In the forum thread about printing tabletop terrain in Bambu Studio, what does the yellow color mark?

READING PASSAGE

..........

I need help with modifiers and printing terrain

I am trying to print some terrain for my Tabletop war game and am pulling my hair out fighting Bambu Studio.
Terrain takes an unholy amount of filament so I am satisfying my needs with a single wall loop and lightning infill. This is proving to be rigid enough on sides with details, but on the two flat sides it is just leaving a wobbly single wall that is less great.
The goal is simple, I would like the two flat sides of this object to have two layers thick of filament and the rest of the object to have 1 layer.
I feel like I’ve almost accomplished this with a modifier , but it leaves awful seams.

(Black is the flat side)
(Yellow is a modifier to drop the Wall Loops from 2 down to 1)

I’ve gotten it to create that extra loop to make the wall thicker, but instead of continuing the the outside layer as one single line it has split the the loops , and made a seam on the outside.

When trying the same settings on a basic primitive I can see what’s happening, the application seems to think I want to add geometry with the modifier. So it added a box inside the primitive, that seems to have confused the software greatly because that inside box has 3 walls on inside of the primitive but successfully modified the outside wall of the primitive to the expected 1 wall.
But it also left that seam on the outside.


So now I am lost. Does anyone know how to choose a single side of object and give with extra loops to make it rigid?

If I could get the modifier to just continue the outer wall without creating the seam I could live with the extra pointless geometry inside the object.

Thanks!

I think you were on the right t rack and really close to achieving your objective. However, I think where you may have made a wrong term was to use the entire primitive. I might consider this approach which uses two primitives to assemble an ‘L-shaped’ or it could easily be a ‘U-shaped’ bracket which could then be assembled onto the structure you are trying to manage.

This is tricky but these principles should give you some ideas.

NOTE: In my example I am using two different could filaments for illustration even though I don’t own an AMS.

Sorry for the length but there are a lot of steps.

The model I am using for this example is a section of Denali National Park found on printables. Why? For no other reason than because it was there and looked like a good example.

https://www.printables.com/model/315384-3d-topographic-map-of-denali-mount-mckinley-alaska/files

I first use the size tool to determine the Scale of the model.

I then create a primitive of the same footprint but scale the wall to the size I need, in this example, 10mm.

I clone the cube CTRL-K making a copy and for illustration purposes I use red filament. This second copy is my “Cut Tool” and I scale the height to be just a little bit larger than the original block and a little bit smaller in LxW. You’ll have to be careful and I find it’s best to use the object menu to select the object you want to shrink.

Red cuts yellow.

Assemble the two blocks into one assembly so we can apply the Boolean tool next.

Use the Boolean “Difference” Tool to cut block from the other.

IMPORTANT: You have to do this in sequence, if you mess up, the tool does not let you CTRL-Z to undo, you have to start over. Very annoying!!! but be warned.

Select both the object you want to cut and the tool you are going to use to cut it from the object menu.

..........

STORED DATA

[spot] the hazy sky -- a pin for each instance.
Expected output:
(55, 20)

..........

COMPLETE RESPONSE
A modifier that drops the wall loops from 2 down to 1.